◆ **Required work**:
Give back only the lines from the one with "Locate every instance of the stainless steel dishwasher" through the last line of the data, exactly as they appear.

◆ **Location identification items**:
···

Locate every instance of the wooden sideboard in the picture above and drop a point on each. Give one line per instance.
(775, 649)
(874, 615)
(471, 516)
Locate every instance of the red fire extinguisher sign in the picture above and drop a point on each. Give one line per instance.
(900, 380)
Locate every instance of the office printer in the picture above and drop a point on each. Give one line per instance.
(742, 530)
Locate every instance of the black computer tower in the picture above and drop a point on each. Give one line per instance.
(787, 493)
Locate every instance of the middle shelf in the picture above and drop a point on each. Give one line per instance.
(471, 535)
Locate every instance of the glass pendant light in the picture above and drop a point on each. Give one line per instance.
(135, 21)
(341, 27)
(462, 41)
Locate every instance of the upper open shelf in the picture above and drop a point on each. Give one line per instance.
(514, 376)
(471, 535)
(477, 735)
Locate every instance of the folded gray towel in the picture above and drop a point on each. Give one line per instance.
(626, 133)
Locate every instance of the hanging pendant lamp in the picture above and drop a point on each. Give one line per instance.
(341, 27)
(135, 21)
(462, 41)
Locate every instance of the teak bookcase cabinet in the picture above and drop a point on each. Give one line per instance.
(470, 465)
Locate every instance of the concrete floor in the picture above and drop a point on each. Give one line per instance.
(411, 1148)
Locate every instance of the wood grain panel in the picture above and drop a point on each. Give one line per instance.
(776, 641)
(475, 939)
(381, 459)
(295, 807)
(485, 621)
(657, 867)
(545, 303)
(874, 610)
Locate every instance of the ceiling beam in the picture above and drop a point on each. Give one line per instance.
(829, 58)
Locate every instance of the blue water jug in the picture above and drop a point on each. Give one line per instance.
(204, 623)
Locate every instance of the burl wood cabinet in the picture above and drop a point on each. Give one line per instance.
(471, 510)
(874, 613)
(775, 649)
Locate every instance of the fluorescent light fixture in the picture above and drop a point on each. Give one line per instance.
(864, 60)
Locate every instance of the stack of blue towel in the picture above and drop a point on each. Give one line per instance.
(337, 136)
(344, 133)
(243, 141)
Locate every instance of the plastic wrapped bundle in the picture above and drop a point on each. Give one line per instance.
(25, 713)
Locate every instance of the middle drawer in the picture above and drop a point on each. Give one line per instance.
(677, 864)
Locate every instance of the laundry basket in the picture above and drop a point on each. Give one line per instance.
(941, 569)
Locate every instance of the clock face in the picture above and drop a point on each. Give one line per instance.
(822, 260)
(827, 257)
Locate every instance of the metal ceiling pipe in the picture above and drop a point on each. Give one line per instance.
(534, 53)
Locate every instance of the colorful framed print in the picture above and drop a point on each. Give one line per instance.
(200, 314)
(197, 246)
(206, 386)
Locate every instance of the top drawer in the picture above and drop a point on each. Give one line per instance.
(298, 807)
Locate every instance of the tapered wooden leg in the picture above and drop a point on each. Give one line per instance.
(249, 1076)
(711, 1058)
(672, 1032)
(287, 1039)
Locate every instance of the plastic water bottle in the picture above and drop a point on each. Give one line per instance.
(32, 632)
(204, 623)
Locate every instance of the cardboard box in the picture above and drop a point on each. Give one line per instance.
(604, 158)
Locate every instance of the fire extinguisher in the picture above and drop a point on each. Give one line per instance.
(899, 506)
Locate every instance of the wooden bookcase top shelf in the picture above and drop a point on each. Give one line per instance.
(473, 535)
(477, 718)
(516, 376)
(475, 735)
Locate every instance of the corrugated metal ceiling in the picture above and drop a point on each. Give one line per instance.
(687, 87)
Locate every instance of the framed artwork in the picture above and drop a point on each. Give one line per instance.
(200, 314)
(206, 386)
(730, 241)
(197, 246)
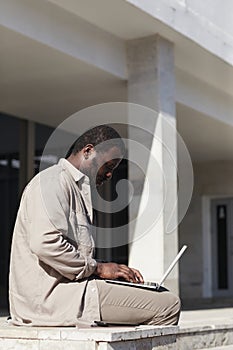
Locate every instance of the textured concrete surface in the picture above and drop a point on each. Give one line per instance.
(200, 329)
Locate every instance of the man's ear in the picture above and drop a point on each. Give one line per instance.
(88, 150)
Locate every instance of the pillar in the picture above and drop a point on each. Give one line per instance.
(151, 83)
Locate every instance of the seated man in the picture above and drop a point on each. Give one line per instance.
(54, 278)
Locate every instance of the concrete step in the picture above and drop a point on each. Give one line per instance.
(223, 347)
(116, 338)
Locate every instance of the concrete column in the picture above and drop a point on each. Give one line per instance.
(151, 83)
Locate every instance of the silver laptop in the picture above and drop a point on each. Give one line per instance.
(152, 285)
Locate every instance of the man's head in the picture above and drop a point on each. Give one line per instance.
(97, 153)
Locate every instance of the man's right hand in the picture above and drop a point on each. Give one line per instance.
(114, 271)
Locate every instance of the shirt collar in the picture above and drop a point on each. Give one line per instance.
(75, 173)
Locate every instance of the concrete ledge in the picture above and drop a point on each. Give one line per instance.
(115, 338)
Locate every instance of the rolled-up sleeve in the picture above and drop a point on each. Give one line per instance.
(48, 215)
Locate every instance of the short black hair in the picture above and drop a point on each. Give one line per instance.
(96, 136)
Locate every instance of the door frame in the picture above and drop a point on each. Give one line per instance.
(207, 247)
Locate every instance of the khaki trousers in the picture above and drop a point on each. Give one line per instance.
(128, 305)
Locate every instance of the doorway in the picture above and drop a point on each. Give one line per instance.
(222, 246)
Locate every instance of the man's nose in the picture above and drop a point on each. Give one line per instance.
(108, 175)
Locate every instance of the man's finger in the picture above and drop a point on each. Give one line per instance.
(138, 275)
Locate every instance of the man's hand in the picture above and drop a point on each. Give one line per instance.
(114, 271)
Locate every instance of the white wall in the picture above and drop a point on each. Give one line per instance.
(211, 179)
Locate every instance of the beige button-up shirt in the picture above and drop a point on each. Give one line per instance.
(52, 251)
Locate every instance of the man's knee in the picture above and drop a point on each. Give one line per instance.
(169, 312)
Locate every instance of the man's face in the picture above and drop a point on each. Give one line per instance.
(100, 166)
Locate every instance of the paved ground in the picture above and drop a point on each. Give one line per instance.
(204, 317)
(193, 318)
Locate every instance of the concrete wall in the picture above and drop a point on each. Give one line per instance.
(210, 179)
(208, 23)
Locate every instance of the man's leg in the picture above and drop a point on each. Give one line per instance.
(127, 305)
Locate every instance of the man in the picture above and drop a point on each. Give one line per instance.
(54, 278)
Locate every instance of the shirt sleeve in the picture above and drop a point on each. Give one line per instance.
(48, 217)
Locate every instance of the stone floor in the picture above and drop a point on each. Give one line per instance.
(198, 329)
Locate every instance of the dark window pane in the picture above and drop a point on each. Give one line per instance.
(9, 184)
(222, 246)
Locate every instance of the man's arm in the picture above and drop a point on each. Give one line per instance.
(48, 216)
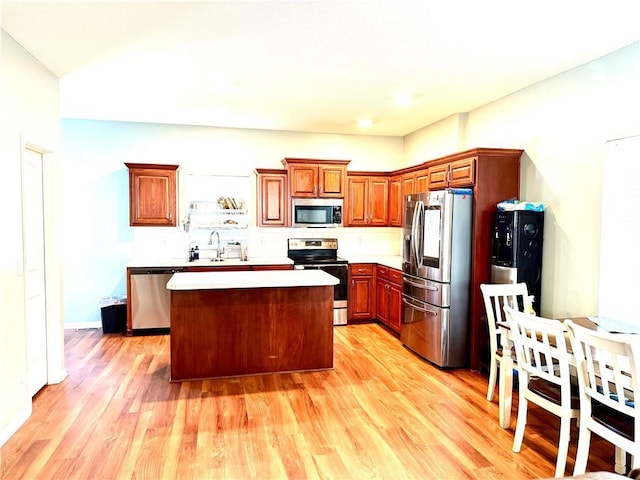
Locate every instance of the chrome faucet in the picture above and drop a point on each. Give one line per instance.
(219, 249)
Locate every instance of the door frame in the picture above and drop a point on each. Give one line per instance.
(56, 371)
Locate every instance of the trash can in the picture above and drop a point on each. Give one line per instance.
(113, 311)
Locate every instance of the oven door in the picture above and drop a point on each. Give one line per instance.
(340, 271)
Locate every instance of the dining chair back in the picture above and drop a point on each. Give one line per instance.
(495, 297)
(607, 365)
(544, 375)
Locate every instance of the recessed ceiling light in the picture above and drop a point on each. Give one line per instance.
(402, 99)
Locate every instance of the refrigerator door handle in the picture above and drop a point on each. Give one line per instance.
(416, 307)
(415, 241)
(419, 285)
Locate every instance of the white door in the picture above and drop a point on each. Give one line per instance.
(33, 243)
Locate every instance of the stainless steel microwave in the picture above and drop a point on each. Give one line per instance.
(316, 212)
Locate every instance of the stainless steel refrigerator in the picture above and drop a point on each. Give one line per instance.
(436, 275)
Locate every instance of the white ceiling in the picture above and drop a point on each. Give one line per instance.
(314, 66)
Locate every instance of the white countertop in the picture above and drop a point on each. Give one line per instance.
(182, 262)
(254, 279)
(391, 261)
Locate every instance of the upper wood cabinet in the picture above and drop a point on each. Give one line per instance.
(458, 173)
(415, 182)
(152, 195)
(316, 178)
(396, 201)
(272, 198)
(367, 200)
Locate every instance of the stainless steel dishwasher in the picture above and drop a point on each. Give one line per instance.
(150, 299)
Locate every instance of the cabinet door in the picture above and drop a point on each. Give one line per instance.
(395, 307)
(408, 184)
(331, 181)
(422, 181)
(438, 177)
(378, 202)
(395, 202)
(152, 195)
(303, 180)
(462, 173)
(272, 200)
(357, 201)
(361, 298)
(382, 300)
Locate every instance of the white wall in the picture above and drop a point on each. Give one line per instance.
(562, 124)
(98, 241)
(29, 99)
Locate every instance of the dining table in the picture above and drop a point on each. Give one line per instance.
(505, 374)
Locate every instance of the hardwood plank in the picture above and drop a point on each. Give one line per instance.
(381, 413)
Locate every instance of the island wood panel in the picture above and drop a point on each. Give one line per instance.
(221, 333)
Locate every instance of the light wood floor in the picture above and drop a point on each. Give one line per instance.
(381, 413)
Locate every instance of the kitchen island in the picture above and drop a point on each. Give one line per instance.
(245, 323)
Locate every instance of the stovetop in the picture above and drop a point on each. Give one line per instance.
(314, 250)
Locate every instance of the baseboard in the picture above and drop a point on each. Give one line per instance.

···

◆ **Output**:
Locate every instance of the stainless steel dishwasher in the picture above and drop a point on each. Give one line per instance.
(150, 299)
Locate every instance of the cabinet door in the picture above and drop a point on each. Give one line per instance.
(395, 307)
(408, 184)
(331, 181)
(422, 181)
(438, 177)
(378, 202)
(395, 202)
(152, 195)
(303, 180)
(462, 173)
(272, 200)
(357, 201)
(361, 298)
(382, 300)
Locate every instance of the white wall in the picture above and drop a point on each. Give one line per instance.
(562, 124)
(98, 241)
(29, 99)
Locate every instance of the dining table in the picture above and drop a point on each. Give one line per instance.
(505, 374)
Locate every instance of the hardwood plank in the picture above and drop a point on each. Give one line per instance.
(381, 413)
Locate every instance of the island wood panel in the picture above and drop a point on each. Give one line per instance.
(221, 333)
Locate every instance of the light wood floor in the picture above and drop a point on each. Give one line per instance.
(381, 413)
Locate every instance of the kitchen island in the picture above and drop a point on each. Give one line per instance.
(245, 323)
Locate every instance of the stovetop in the picture above and drop a point on each. Give one line per instance.
(314, 250)
Locate every instance of the baseboard in the picture above and drop a point on each. Give one line per instance.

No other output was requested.